* _Exercise instructions_: Render the records below as a numbered list with no blank lines, and leave the pictures out.

* _Information given_:
• • • •

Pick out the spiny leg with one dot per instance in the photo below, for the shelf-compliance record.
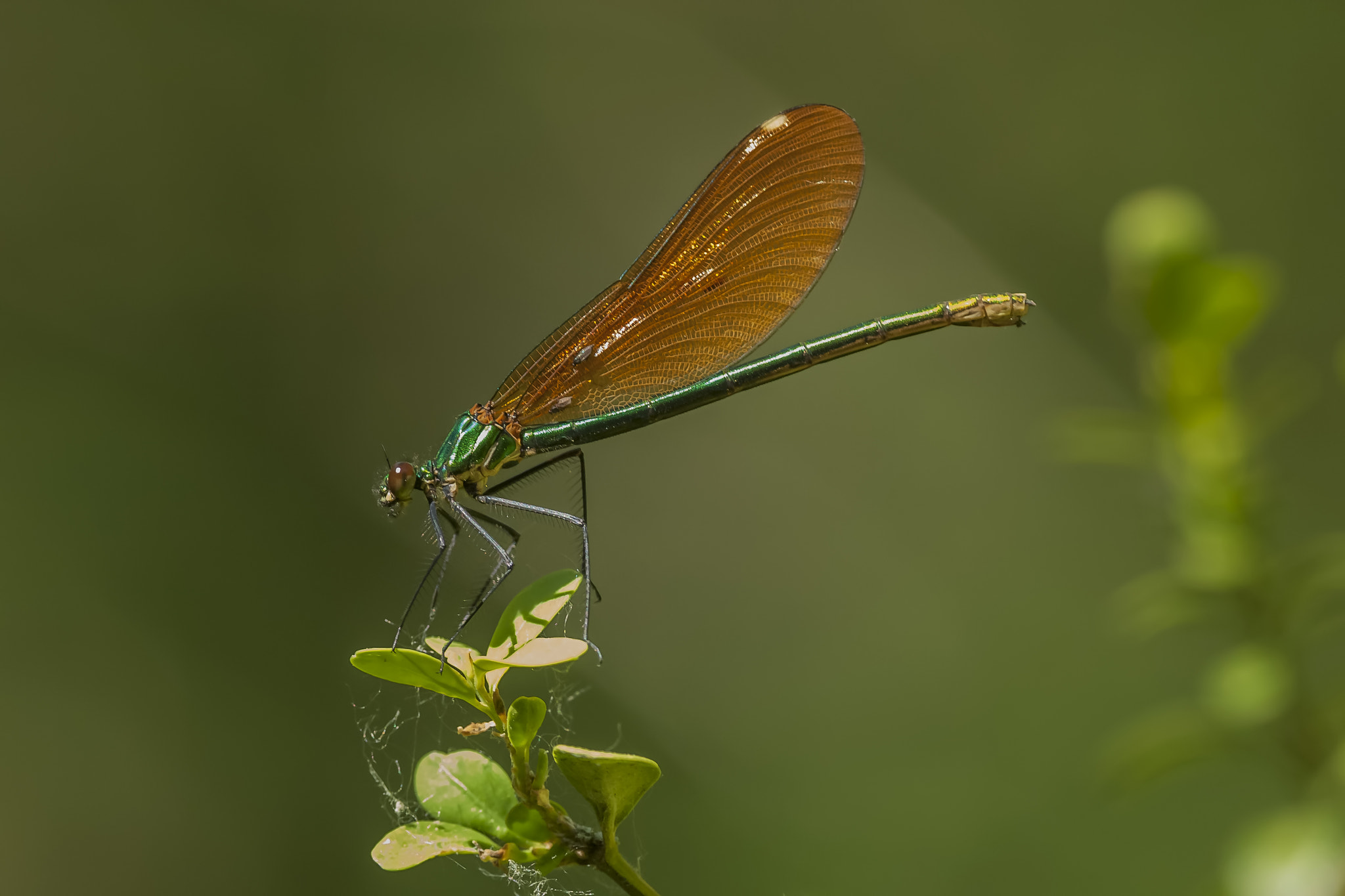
(505, 561)
(493, 496)
(444, 547)
(449, 555)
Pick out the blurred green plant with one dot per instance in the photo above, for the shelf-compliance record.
(1271, 689)
(477, 807)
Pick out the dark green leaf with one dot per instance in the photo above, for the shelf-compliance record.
(467, 789)
(531, 610)
(525, 719)
(612, 782)
(416, 670)
(412, 844)
(1161, 743)
(458, 654)
(542, 652)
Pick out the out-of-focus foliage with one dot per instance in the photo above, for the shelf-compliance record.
(1266, 694)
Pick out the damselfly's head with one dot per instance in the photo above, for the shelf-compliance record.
(397, 486)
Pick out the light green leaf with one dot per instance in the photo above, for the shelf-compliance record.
(1248, 685)
(458, 654)
(558, 856)
(531, 610)
(612, 782)
(542, 652)
(525, 719)
(467, 789)
(417, 670)
(412, 844)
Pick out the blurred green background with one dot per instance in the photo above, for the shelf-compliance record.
(245, 245)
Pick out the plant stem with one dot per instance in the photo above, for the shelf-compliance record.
(586, 847)
(615, 867)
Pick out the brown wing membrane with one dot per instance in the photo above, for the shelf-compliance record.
(722, 274)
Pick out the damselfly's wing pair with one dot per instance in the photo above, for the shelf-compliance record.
(724, 273)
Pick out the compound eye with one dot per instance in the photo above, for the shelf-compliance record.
(401, 480)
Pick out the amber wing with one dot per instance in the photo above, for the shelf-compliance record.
(722, 274)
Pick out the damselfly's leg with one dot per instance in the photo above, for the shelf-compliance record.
(493, 498)
(503, 563)
(440, 561)
(449, 555)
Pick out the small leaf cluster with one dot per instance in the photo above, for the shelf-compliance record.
(1273, 689)
(477, 806)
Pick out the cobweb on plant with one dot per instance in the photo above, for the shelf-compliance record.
(399, 726)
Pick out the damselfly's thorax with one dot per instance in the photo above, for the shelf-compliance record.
(481, 444)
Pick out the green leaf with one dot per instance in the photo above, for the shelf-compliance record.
(467, 789)
(529, 824)
(458, 654)
(416, 670)
(1298, 851)
(550, 861)
(1248, 685)
(612, 782)
(412, 844)
(525, 719)
(531, 610)
(1161, 743)
(542, 652)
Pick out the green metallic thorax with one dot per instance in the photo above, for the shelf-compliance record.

• • • •

* _Reply_:
1. Pick out the spiny leg with one dot per instance in the photo below, for the shelf-compliance record.
2. (505, 561)
3. (493, 496)
4. (444, 547)
5. (449, 555)
6. Pick out the blurred green plant with one dot per instance in the photo above, for the shelf-compliance record.
7. (1271, 689)
8. (477, 807)
9. Pick out the dark green leaf with one dot per instance in the photo above, for the shelf-compliance record.
10. (467, 789)
11. (531, 610)
12. (525, 719)
13. (612, 782)
14. (416, 670)
15. (412, 844)
16. (1161, 743)
17. (458, 654)
18. (542, 652)
19. Pick out the out-of-focus foliage with one dot per instance in the photo above, for the shelf-compliance record.
20. (1266, 694)
21. Pick out the damselfly's head with one dot per instance in the photo above, for the shelf-compliance record.
22. (397, 486)
23. Pick out the light green leaf with one dot per instance in the photo above, for the shelf-compliance record.
24. (1248, 685)
25. (458, 654)
26. (558, 856)
27. (531, 610)
28. (612, 782)
29. (542, 652)
30. (525, 719)
31. (467, 789)
32. (417, 670)
33. (412, 844)
34. Pick out the blurred green background with one dot per instance in the photo above, for the shelf-compliance record.
35. (245, 245)
36. Pick out the plant stem with one dot per instance in the photo above, for the shelf-compliance record.
37. (586, 847)
38. (615, 867)
39. Pick out the brown wing membrane with one dot per instance in the photo above, for the shelf-compliance record.
40. (722, 274)
41. Pick out the damselfly's wing pair with one dot per instance in the photo above, for the shelf-compliance record.
42. (724, 273)
43. Pick out the compound eye with one dot per instance in the photo above, for the shelf-compliance record.
44. (401, 480)
45. Pick out the amber wing with one dot per instance in the photo above, for the shelf-compliance record.
46. (722, 274)
47. Pick out the damselfly's leg with one dot per instance in the photo above, for the shelf-compliance record.
48. (493, 498)
49. (503, 563)
50. (440, 561)
51. (449, 555)
52. Pick out the small leaf cluster with one dot per instance in the photo above, for the shelf-compliance record.
53. (1273, 689)
54. (477, 806)
55. Pick out the cobweb on plant with one dot per instance in the photo above, for the shelf-compliance record.
56. (399, 726)
57. Pick out the damselfly's thorax with one dot per instance in the photo above, for the shelf-compliance record.
58. (481, 444)
59. Pick out the green leaf with one dot per instance in the photo above, for the shelf-compliance record.
60. (467, 789)
61. (529, 824)
62. (458, 654)
63. (416, 670)
64. (1298, 851)
65. (550, 861)
66. (1248, 685)
67. (612, 782)
68. (412, 844)
69. (525, 719)
70. (531, 610)
71. (1161, 743)
72. (542, 652)
73. Pick out the green metallic thorax with one dot per instance in the photo above, for the shelf-compliance record.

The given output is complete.